» Exercise passage
---------------

Dangers of digoxin confirmed
UPPSALA, SWEDEN. A subgroup analysis of data from the large AFFIRM trial (rate control vs. rhythm control) found that digoxin use was associated with a 42% increase in mortality. At the time, this finding was dismissed as likely being due to the drug being prescribed for patients at greater risk of death such as those with congestive heart failure (CHF). A group of researchers from Uppsala University now demolishes this myth and, as an aside, points out that, although digoxin has been routinely prescribed for atrial fibrillation (AF) patients for close to 100 years, its long-term safety has never been evaluated in this patient population.

The Uppsala study involved 60,764 patients admitted to 73 coronary care units in Sweden during the period 1995 to 2003. Of these, 21,459 were admitted with AF, 22,345 with CHF, and 16,960 with both AF and CHF. About 27% of the patients were discharged with a prescription for digoxin. Among those with only AF (no CHF) 23% were discharged on digoxin. The Swedish investigators monitored the death rate among the various patient groups and found that there was no difference in mortality (27.3%/year) in the AF and CHF group whether or not the patients were on digoxin. In the CHF group, overall mortality was 23.9%/year, but those on digoxin had an 11% higher mortality than those not on digoxin. Finally, in the AF group where overall mortality rate was 9.8%/year, the annual death rate was 42% higher among digoxin users than among those who had not been prescribed digoxin.

All mortality rates were adjusted for about 60 possible confounding variables (other possible risk factors for death). Of particular interest to lone afibbers is the finding that the detrimental effects of digoxin were far worse for relatively healthy patients than for those with multiple risk factors. Thus, AF patients with AF and the least number of other risk factors were more than twice as likely to die within a year after leaving hospital if they had been prescribed digoxin.

The researchers conclude that digoxin is an independent risk factor for death among AF patients placed on long-term therapy with the drug. They also point out that there is no evidence that digoxin is helpful in speeding up conversion to normal sinus rhythm, or in preventing recurrence of AF episodes.

---------------

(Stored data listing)
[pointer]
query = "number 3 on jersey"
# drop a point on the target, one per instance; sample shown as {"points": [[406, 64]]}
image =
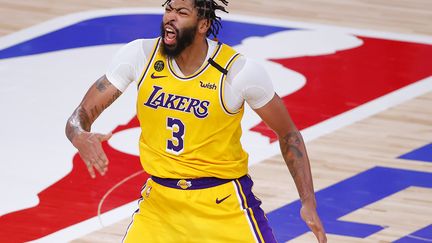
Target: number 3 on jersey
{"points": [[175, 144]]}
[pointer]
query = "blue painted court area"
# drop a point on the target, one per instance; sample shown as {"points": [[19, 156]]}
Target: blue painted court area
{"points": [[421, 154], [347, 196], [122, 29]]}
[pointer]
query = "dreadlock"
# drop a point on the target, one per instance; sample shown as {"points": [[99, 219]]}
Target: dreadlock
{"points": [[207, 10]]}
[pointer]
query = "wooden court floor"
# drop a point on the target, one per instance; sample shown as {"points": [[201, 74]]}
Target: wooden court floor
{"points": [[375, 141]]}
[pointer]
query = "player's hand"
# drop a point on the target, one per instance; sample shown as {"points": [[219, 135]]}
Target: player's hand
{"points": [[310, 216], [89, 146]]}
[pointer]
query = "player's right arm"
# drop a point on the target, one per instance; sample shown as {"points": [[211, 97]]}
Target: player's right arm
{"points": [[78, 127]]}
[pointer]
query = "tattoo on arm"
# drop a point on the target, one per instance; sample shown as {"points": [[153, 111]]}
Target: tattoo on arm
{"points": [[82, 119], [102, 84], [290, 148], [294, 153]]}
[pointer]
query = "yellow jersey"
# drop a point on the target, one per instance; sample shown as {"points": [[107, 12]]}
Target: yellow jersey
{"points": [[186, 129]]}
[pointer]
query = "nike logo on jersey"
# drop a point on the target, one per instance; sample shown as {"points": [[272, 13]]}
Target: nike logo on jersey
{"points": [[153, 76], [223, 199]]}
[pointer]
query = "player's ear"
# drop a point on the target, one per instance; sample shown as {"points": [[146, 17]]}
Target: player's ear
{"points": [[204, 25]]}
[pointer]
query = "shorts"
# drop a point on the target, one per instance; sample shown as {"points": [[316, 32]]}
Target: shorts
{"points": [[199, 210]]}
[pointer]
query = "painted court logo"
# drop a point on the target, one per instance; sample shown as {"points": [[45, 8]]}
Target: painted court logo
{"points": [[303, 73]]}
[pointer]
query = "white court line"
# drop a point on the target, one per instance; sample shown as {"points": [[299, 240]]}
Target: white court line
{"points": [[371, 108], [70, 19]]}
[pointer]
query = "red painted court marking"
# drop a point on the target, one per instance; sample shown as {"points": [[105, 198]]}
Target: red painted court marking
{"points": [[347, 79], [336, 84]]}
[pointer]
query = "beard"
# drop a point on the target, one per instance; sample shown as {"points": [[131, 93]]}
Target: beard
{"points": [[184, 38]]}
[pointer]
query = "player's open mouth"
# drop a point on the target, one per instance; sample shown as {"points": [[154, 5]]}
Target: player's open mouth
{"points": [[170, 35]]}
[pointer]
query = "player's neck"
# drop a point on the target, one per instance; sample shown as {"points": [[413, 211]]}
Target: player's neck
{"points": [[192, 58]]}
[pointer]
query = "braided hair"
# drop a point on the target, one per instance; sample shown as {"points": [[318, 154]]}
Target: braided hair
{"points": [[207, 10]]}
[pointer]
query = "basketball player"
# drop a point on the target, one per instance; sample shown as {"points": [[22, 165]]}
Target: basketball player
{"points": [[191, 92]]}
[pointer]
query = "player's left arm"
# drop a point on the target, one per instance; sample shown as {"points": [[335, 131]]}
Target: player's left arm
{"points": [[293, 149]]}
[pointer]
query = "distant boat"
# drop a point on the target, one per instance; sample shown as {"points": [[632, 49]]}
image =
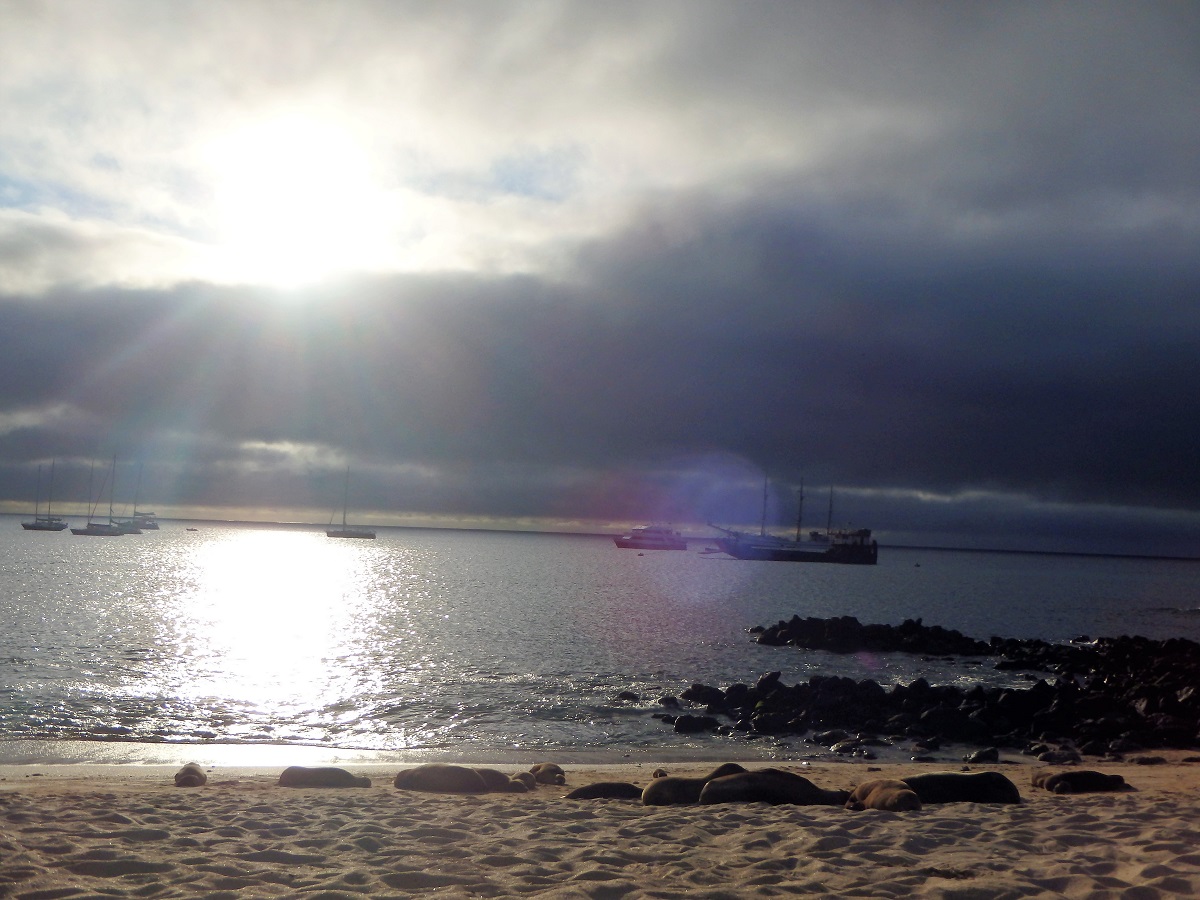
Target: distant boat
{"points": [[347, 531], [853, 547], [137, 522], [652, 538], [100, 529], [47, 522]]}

---------------

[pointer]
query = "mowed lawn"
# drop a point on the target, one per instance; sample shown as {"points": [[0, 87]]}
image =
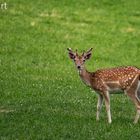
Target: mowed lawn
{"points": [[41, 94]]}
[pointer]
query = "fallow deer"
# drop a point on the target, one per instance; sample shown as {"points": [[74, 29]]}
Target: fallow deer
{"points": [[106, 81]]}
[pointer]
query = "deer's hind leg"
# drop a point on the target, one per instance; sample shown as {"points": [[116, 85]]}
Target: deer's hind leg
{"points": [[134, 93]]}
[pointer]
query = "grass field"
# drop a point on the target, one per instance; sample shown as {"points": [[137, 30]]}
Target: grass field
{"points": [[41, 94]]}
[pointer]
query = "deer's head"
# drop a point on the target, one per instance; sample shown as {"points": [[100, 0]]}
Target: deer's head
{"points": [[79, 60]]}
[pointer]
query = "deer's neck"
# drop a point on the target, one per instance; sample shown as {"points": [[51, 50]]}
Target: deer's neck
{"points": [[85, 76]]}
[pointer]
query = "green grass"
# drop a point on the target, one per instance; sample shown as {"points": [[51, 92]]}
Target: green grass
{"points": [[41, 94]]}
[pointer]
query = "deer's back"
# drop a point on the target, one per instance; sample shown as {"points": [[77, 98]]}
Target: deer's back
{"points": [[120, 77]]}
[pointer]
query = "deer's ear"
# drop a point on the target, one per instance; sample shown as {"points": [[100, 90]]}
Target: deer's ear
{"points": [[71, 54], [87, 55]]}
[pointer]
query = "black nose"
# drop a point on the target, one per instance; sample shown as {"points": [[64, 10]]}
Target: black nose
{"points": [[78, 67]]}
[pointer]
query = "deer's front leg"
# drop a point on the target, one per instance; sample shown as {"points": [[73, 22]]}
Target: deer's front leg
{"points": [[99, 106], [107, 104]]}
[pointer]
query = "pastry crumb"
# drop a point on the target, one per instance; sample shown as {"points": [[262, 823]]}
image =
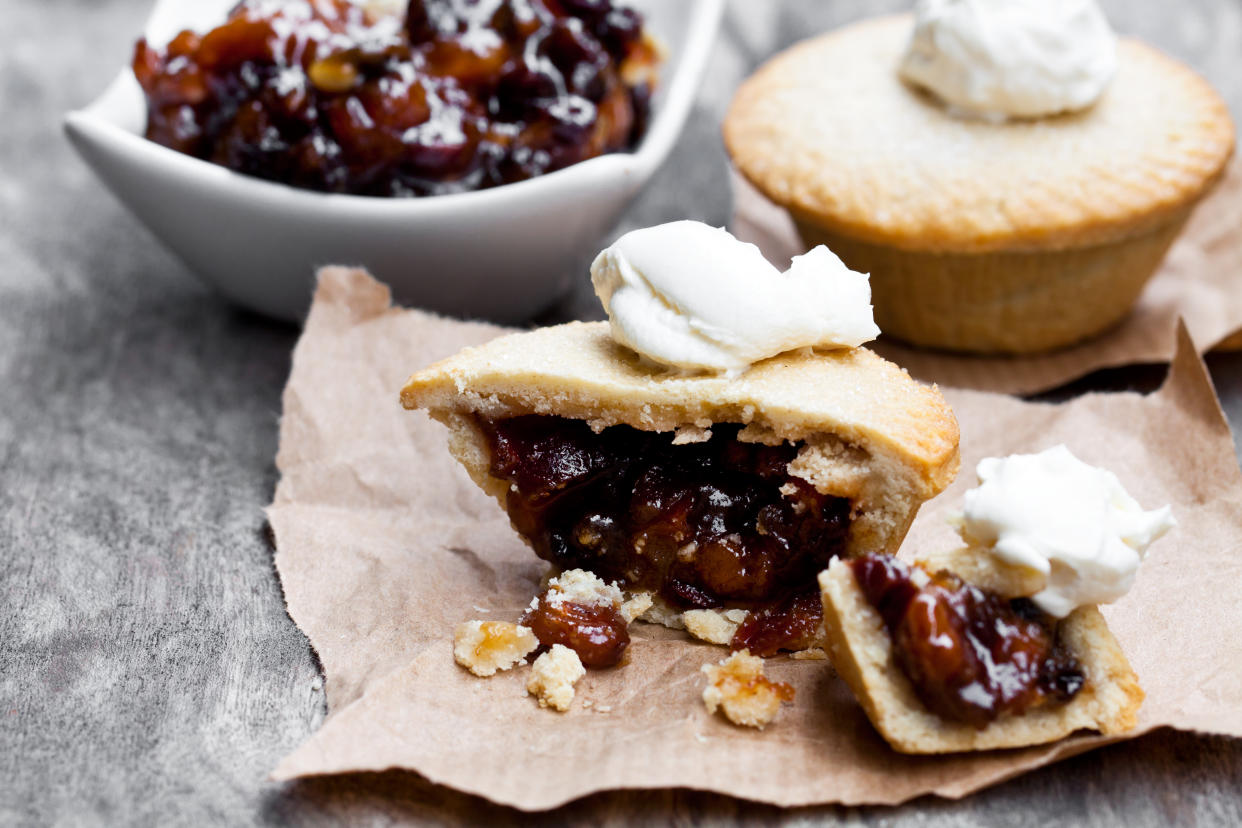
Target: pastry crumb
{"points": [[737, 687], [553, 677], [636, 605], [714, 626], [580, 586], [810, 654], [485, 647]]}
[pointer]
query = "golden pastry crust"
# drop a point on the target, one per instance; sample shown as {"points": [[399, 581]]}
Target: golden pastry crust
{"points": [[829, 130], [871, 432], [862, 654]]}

---------------

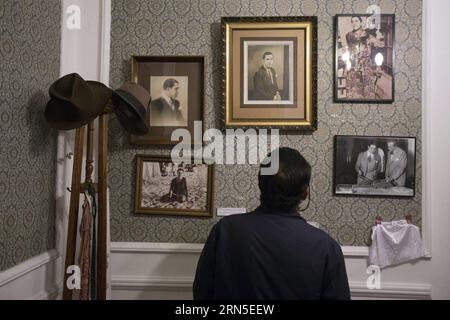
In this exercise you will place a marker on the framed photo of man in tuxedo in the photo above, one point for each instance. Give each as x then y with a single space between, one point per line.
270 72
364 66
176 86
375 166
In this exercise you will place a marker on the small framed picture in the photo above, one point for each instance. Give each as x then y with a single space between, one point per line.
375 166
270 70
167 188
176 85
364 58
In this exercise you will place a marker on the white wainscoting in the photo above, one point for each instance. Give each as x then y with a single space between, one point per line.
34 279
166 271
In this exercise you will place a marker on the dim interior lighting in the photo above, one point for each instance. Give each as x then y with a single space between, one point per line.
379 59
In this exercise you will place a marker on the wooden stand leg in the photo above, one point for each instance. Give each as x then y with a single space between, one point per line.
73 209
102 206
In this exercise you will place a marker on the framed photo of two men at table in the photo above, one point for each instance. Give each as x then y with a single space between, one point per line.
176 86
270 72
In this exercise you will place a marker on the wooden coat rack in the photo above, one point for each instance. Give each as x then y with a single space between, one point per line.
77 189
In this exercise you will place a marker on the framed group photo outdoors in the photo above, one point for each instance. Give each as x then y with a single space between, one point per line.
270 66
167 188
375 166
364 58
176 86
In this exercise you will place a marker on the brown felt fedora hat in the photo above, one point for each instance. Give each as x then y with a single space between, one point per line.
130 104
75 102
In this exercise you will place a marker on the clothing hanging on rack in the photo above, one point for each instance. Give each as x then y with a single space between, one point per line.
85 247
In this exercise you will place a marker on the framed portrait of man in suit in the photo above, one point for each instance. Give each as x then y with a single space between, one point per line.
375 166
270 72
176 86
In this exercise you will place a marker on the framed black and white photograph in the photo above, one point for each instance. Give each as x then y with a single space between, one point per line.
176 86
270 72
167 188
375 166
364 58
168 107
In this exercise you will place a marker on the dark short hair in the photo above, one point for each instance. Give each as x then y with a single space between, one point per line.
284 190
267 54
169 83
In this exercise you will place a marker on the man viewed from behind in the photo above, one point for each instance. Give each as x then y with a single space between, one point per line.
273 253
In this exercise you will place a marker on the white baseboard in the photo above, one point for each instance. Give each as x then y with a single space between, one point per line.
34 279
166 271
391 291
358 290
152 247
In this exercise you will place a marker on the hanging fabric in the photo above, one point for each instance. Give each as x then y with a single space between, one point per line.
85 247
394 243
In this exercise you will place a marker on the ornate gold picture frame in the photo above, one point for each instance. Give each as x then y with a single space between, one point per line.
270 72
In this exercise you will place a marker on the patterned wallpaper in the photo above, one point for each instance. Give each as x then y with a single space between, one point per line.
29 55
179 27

---------------

» What you will do
Reproduce, word for word, the stretch of the digoxin article from "All mortality rates" through "of AF episodes.". This listing comes from a separate source and is unrelated to the article.

» Answer box
All mortality rates were adjusted for about 60 possible confounding variables (other possible risk factors for death). Of particular interest to lone afibbers is the finding that the detrimental effects of digoxin were far worse for relatively healthy patients than for those with multiple risk factors. Thus, AF patients with AF and the least number of other risk factors were more than twice as likely to die within a year after leaving hospital if they had been prescribed digoxin.

The researchers conclude that digoxin is an independent risk factor for death among AF patients placed on long-term therapy with the drug. They also point out that there is no evidence that digoxin is helpful in speeding up conversion to normal sinus rhythm, or in preventing recurrence of AF episodes.